▶ Task prompt: Copy out verbatim the lines of the entries that begin at the line containing "Query: wooden cutting board" and run through the end of the entries, with both ends included.

▶ Supplied information:
━━━━━━

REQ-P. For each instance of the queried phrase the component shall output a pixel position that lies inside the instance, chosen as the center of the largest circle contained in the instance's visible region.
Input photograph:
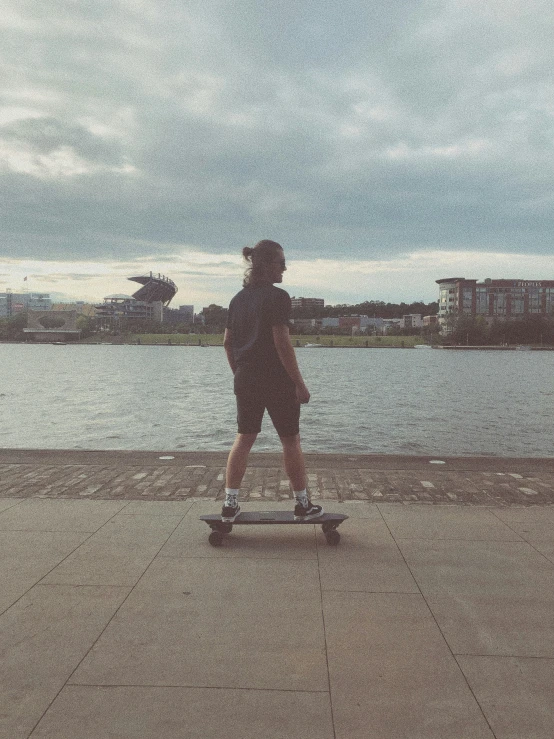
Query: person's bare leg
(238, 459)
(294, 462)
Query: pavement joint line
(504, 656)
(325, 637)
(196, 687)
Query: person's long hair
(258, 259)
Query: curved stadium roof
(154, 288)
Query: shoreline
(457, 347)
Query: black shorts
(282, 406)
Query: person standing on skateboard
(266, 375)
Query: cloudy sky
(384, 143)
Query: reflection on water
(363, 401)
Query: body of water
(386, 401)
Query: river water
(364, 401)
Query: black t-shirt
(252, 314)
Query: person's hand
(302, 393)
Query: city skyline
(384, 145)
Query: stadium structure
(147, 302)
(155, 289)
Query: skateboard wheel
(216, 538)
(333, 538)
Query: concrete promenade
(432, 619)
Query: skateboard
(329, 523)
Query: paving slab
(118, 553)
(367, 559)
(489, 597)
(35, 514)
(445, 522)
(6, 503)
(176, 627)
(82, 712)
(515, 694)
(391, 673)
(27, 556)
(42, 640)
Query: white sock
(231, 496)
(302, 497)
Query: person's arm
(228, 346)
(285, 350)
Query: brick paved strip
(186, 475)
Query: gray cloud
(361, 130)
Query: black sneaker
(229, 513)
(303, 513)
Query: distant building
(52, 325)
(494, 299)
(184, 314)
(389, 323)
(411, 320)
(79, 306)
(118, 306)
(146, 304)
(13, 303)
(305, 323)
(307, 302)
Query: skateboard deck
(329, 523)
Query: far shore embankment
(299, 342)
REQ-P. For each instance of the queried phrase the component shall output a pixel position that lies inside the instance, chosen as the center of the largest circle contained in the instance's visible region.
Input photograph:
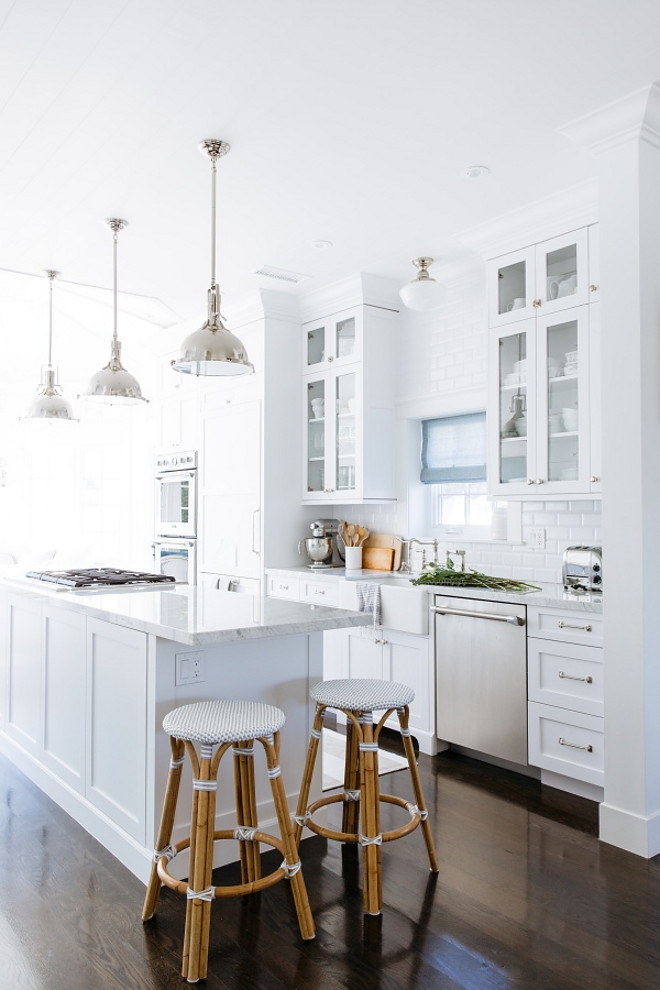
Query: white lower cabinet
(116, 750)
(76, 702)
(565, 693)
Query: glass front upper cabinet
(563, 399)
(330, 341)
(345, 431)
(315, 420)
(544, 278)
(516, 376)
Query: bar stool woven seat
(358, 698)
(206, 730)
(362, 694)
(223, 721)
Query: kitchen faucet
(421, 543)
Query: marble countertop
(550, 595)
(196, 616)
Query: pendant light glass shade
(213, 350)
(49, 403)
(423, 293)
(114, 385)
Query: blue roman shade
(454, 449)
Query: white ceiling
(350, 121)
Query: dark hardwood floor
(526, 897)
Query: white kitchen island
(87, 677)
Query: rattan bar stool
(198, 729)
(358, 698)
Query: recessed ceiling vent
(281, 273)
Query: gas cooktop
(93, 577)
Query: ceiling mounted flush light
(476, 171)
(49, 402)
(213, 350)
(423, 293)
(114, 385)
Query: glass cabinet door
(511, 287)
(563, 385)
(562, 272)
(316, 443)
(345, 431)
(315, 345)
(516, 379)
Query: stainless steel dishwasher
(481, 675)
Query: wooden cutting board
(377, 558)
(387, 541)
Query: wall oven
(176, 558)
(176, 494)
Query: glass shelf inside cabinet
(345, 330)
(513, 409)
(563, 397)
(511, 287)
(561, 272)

━━━━━━

▶ Completed task:
Query: wooden cutting board
(377, 558)
(387, 541)
Query: wall oven
(176, 558)
(176, 494)
Query: glass shelf inside cabinet
(345, 330)
(513, 409)
(563, 397)
(511, 287)
(561, 272)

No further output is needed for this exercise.